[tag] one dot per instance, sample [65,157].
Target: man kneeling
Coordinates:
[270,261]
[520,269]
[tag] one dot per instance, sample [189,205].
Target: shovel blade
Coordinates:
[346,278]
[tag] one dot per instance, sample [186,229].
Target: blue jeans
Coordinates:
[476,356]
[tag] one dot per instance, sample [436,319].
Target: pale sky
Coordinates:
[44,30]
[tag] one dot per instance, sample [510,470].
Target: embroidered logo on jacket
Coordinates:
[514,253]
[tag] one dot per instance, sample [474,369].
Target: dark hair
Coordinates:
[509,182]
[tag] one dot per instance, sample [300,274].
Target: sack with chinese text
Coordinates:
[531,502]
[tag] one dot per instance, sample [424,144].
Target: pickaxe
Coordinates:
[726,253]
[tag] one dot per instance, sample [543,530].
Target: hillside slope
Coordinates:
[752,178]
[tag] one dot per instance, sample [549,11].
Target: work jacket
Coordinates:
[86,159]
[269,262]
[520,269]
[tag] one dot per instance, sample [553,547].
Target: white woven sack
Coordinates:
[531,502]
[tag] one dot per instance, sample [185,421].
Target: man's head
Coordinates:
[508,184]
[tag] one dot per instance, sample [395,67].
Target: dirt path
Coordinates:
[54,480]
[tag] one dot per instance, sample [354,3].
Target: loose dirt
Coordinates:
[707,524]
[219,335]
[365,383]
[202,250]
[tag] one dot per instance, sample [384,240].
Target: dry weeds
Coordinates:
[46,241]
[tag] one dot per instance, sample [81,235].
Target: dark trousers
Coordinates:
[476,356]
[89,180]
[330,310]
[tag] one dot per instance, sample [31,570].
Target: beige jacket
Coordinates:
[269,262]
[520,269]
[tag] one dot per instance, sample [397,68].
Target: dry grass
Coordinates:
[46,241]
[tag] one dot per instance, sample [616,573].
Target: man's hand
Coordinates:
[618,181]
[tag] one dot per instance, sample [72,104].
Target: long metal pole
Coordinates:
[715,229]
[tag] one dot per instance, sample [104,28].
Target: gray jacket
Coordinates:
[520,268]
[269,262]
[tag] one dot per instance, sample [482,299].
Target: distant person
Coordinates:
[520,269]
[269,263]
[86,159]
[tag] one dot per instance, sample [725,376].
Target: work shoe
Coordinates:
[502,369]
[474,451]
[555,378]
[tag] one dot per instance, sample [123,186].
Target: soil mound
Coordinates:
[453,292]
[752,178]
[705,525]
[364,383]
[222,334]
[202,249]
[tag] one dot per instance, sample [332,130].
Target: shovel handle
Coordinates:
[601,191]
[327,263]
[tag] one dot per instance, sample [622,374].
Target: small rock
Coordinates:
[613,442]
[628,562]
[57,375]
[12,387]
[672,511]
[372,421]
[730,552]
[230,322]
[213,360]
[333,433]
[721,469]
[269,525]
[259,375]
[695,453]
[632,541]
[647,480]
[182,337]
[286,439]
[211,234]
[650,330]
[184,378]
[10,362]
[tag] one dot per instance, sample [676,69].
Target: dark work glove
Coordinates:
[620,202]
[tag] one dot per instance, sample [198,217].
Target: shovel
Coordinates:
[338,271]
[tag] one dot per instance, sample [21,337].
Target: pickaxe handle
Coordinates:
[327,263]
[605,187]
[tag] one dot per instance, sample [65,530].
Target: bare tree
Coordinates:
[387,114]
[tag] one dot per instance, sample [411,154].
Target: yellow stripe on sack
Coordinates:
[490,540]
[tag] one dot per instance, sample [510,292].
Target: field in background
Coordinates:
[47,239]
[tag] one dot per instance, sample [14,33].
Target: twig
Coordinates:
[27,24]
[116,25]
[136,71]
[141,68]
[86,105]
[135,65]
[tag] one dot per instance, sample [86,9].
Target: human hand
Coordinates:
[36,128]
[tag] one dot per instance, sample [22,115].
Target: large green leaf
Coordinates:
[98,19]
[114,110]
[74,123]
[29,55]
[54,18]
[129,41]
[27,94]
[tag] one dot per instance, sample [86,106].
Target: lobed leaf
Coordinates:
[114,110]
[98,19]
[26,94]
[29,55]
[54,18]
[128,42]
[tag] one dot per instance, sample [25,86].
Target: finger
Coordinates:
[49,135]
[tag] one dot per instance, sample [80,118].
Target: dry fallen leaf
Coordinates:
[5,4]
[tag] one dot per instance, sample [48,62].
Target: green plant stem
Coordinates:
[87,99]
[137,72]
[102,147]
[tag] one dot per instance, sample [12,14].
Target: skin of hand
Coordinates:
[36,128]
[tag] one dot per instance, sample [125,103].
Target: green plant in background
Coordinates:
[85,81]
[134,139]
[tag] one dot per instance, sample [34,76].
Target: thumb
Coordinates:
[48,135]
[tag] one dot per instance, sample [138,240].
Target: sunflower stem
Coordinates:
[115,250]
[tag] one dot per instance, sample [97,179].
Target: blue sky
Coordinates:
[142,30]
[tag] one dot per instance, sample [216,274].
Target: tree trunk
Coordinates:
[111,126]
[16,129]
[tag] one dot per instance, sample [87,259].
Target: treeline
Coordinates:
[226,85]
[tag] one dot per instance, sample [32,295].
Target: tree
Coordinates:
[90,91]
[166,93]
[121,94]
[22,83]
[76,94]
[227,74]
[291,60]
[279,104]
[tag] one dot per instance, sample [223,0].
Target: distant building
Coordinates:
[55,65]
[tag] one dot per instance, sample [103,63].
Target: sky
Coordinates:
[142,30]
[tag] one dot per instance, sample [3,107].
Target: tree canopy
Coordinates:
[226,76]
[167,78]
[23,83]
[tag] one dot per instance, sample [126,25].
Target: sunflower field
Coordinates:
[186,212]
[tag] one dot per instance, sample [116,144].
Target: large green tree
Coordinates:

* * * *

• [REQUEST] Rewrite all of the records above, replacing "Coordinates" with "Points" everywhere it appears and changing nothing else.

• [ANSWER TO THE TASK]
[tag] one dot per instance, sample [65,157].
Target: man kneeling
Points:
[270,261]
[520,269]
[tag] one dot per instance, sample [189,205].
Target: shovel blade
Points:
[346,278]
[tag] one dot per instance, sample [186,229].
Target: blue jeans
Points:
[476,356]
[tag] one dot per instance, sample [436,319].
Target: pale sky
Points:
[44,30]
[tag] one dot per instance, sample [510,470].
Target: embroidered logo on jacket
Points:
[514,253]
[tag] one dot per instance, sample [474,369].
Target: dark hair
Points:
[509,182]
[tag] one dot per instance, sample [300,274].
Target: sack with chinese text
Points:
[531,502]
[tag] one dot per instance, sample [424,144].
Target: pickaxe
Points:
[726,253]
[tag] one dot per instance, sample [543,530].
Target: hillside slope
Points:
[752,178]
[tag] one dot per instance, sample [549,11].
Target: work jacket
Points:
[86,159]
[269,262]
[520,269]
[tag] one dot per instance, sample [553,547].
Target: white woven sack
Points:
[531,502]
[tag] one dot per instance, sample [185,421].
Target: man's head
Points:
[508,184]
[tag] one dot per instance, sample [395,67].
Target: dirt path
Points:
[54,480]
[tag] one dot per instance, sample [354,3].
Target: loose dirt
Points:
[707,524]
[219,335]
[365,383]
[202,250]
[tag] one dot per instance, sample [384,240].
Target: dry weeds
Points:
[46,241]
[tag] one dot per instance, sample [81,235].
Target: dark trousers
Points:
[476,356]
[89,180]
[330,310]
[tag] one dot per instance, sample [31,570].
Target: beige jacket
Points:
[269,262]
[520,269]
[tag] one dot per instance, sample [397,68].
Target: dry grass
Points:
[46,241]
[tag] one dot per instance, sample [616,573].
Target: man's hand
Points:
[618,181]
[tag] one dot per instance, sample [72,104].
Target: long metal pole
Points:
[715,229]
[tag] one dot per instance, sample [104,28].
Target: gray jacket
Points:
[520,268]
[269,262]
[tag] one dot per instance, sample [482,299].
Target: distant person
Points:
[520,269]
[269,263]
[86,159]
[tag] one dot per instance, sample [725,376].
Target: work shoe
Points:
[502,369]
[474,451]
[555,378]
[tag] one dot per instance, sample [123,186].
Target: soil mound
Points:
[453,292]
[752,178]
[705,525]
[364,383]
[222,334]
[202,249]
[tag] one dot per instance, sample [332,130].
Target: shovel handle
Points:
[601,191]
[327,263]
[tag] one dot per instance, sample [622,374].
Target: small rock
Points:
[613,442]
[628,562]
[57,375]
[12,387]
[672,511]
[372,421]
[730,552]
[230,322]
[213,360]
[333,433]
[721,469]
[269,525]
[259,375]
[695,453]
[632,541]
[647,480]
[182,337]
[286,439]
[211,234]
[650,330]
[184,378]
[10,362]
[tag] one dot per instance, sample [676,69].
Target: dark work glove
Points:
[620,202]
[tag] one dot per instance, sample [198,217].
Target: shovel
Points:
[338,271]
[tag] one dot per instance, sample [21,337].
Target: pickaxe handle
Points:
[327,263]
[605,187]
[tag] one dot per instance, sample [65,530].
Target: bare tree
Points:
[387,114]
[tag] one dot per instance, sample [411,154].
Target: yellow stripe on sack
Points:
[490,540]
[tag] one dot per instance, sample [510,292].
Target: field in background
Points:
[47,239]
[tag] one dot per instance, sample [14,33].
Target: twig
Points:
[27,24]
[116,25]
[136,71]
[141,68]
[86,105]
[135,65]
[tag] one dot per instance, sample [86,9].
Target: human hand
Points:
[36,128]
[tag] one dot per instance, sample [22,115].
Target: large green leaf
Points:
[98,19]
[114,110]
[74,123]
[29,55]
[54,18]
[129,41]
[27,94]
[tag] one dot per instance, sample [86,106].
Target: lobed leaf
Points:
[114,110]
[98,19]
[26,94]
[29,55]
[54,18]
[128,42]
[tag] one dot per instance, sample [25,86].
Target: finger
Points:
[49,135]
[tag] one dot per instance, sample [80,118].
Target: dry fallen leaf
Points:
[5,4]
[tag] one dot per instance, sample [48,62].
Target: green plant stem
Points:
[87,99]
[137,72]
[102,147]
[tag] one dot per instance, sample [12,14].
Target: skin of hand
Points:
[36,128]
[tag] one dot per instance, sample [125,103].
Target: green plant in background
Points:
[85,81]
[134,139]
[tag] one dot per instance, sample [34,76].
Target: thumb
Points:
[48,135]
[tag] one dot per instance, sample [138,240].
Target: sunflower stem
Points:
[115,250]
[tag] one dot per instance, sample [97,179].
Target: blue sky
Points:
[142,30]
[tag] one dot per instance, sample [216,274].
Target: tree trunk
Points:
[111,126]
[16,129]
[tag] one dot per instance, sample [87,259].
Target: treeline
Points:
[226,85]
[tag] one dot per instance, sample [32,295].
Target: tree
Points:
[90,91]
[166,93]
[121,94]
[22,83]
[76,94]
[227,74]
[291,60]
[279,104]
[tag] one dot per instance, sample [223,0].
Target: distant building
Points:
[55,65]
[tag] one dot per instance, sample [103,63].
Target: sky
Points:
[142,30]
[tag] one dot per instance, sample [3,107].
Target: tree canopy
Points:
[226,76]
[167,78]
[23,83]
[tag] one dot per instance, sample [126,25].
Target: sunflower field
Points:
[186,212]
[tag] one dot per instance, sample [116,144].
Target: large green tree
Points:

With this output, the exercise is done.